▶ [ACTIVITY]
Repeat the records below verbatim, and do not copy their pictures.

▶ [DATA FOR REVIEW]
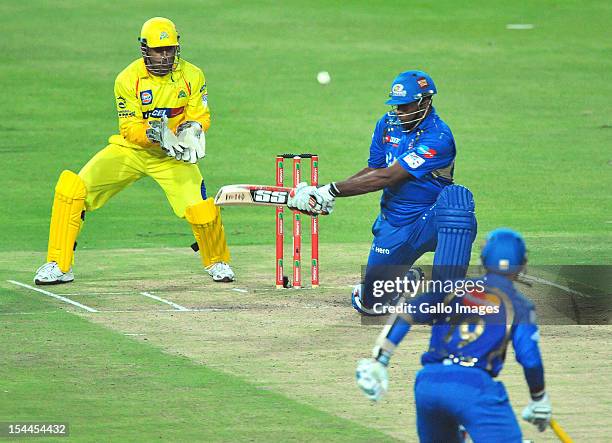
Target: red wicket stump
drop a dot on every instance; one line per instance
(281, 280)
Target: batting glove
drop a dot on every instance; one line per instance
(326, 198)
(301, 198)
(538, 413)
(193, 141)
(372, 378)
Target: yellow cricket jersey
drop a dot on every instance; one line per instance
(180, 95)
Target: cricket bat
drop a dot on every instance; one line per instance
(252, 195)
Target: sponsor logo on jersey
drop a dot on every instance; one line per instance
(426, 152)
(160, 112)
(413, 160)
(125, 114)
(398, 90)
(380, 250)
(146, 97)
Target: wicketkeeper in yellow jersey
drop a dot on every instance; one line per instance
(163, 117)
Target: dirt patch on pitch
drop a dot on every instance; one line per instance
(305, 344)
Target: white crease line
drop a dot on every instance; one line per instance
(554, 285)
(97, 293)
(140, 311)
(168, 302)
(51, 294)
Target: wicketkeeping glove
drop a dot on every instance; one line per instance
(159, 132)
(538, 413)
(372, 378)
(193, 141)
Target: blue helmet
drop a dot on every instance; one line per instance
(411, 86)
(504, 252)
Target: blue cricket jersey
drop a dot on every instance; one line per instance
(479, 341)
(476, 340)
(427, 153)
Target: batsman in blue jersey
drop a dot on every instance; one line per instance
(469, 337)
(412, 157)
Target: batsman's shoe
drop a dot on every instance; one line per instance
(51, 274)
(221, 272)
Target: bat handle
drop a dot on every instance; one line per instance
(560, 432)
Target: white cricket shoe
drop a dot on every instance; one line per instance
(221, 272)
(51, 274)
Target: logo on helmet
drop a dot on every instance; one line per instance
(398, 90)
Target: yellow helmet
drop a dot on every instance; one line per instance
(159, 32)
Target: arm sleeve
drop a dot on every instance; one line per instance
(132, 126)
(197, 106)
(377, 152)
(431, 153)
(525, 341)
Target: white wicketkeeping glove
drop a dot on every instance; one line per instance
(160, 132)
(372, 378)
(193, 141)
(538, 413)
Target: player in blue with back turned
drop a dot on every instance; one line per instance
(412, 157)
(456, 386)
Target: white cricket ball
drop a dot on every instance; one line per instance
(323, 78)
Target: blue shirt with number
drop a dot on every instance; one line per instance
(427, 153)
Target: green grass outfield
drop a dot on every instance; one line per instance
(530, 111)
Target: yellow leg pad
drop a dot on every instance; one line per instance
(68, 205)
(205, 220)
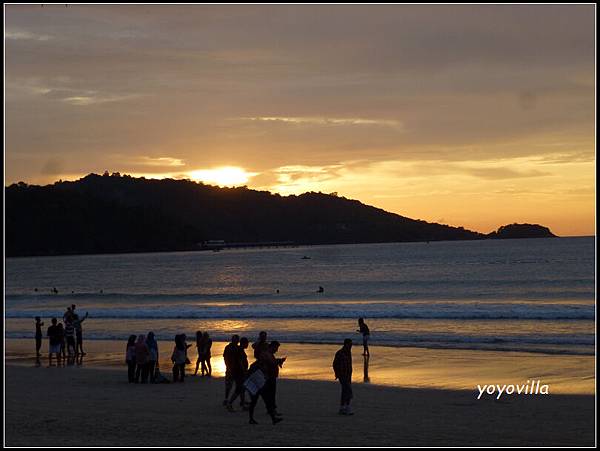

▶ [ANSWER TO THE PROBLEM]
Target: red wicket stump
drop a dot on every instance; one line per instance
(281, 280)
Target: batting glove
drop a dot on every instance; one line per instance
(326, 198)
(301, 198)
(538, 413)
(193, 141)
(372, 378)
Target: yellow cricket jersey
drop a dot on every instance; one line per instance
(180, 95)
Target: cricket bat
drop a dot on every instance; one line per instance
(252, 195)
Target: sponsor logo on jersey
drop a dot on every instance; one line per instance
(426, 152)
(160, 112)
(413, 160)
(125, 114)
(398, 90)
(380, 250)
(146, 97)
Target: wicketkeeper in yellow jersey
drop a dot on every instance; one line per instance
(163, 117)
Target: dirt patch on pitch
drop a dot on every instance; one line per instance
(305, 344)
Target: white crease line
drop a dot on every instance; one line per instance
(554, 285)
(97, 293)
(140, 311)
(168, 302)
(51, 294)
Target: wicketkeeping glove
drop a dot on every instance; one line per instance
(159, 132)
(538, 413)
(372, 378)
(193, 141)
Target: blue helmet
drop a dot on every instance; one line per instance
(411, 86)
(504, 252)
Target: blue cricket jersey
drop a dot on every instance; one line per instance
(479, 341)
(476, 340)
(427, 153)
Target: batsman in blue jersey
drop a dot on every instance; one line per instance
(469, 337)
(412, 157)
Target: batsman's shoe
drop a dot on every instance; one line per instance
(51, 274)
(221, 272)
Target: bat handle
drop a dot on every instance; one line per instance
(560, 432)
Target: white cricket shoe
drop a dot on every instance; one line per instance
(221, 272)
(51, 274)
Target: logo on helmet
drop a dot on every instance; one line per instance
(398, 90)
Target: yellow helmet
drop a dot on every instance; one line per instance
(159, 32)
Target: arm sleeve
drop a dot on every instance; one line per instance
(132, 126)
(197, 106)
(377, 152)
(431, 153)
(525, 341)
Target: white wicketkeeping glove
drop a dot on every instance; one line per instance
(160, 132)
(372, 378)
(193, 141)
(538, 413)
Target: player in blue with back turned
drop a dot on every instance; one line per instance
(412, 157)
(456, 386)
Target: white cricket ball
drop a dot on every instance; one line per instance
(323, 78)
Target: blue shirt with number
drop a dot on every instance; one line per instance
(427, 153)
Target: green grass outfield
drop a dot on every instance; one line per instance
(530, 111)
Target: yellow leg pad
drop a dot on every instance; one line per instance
(68, 205)
(205, 220)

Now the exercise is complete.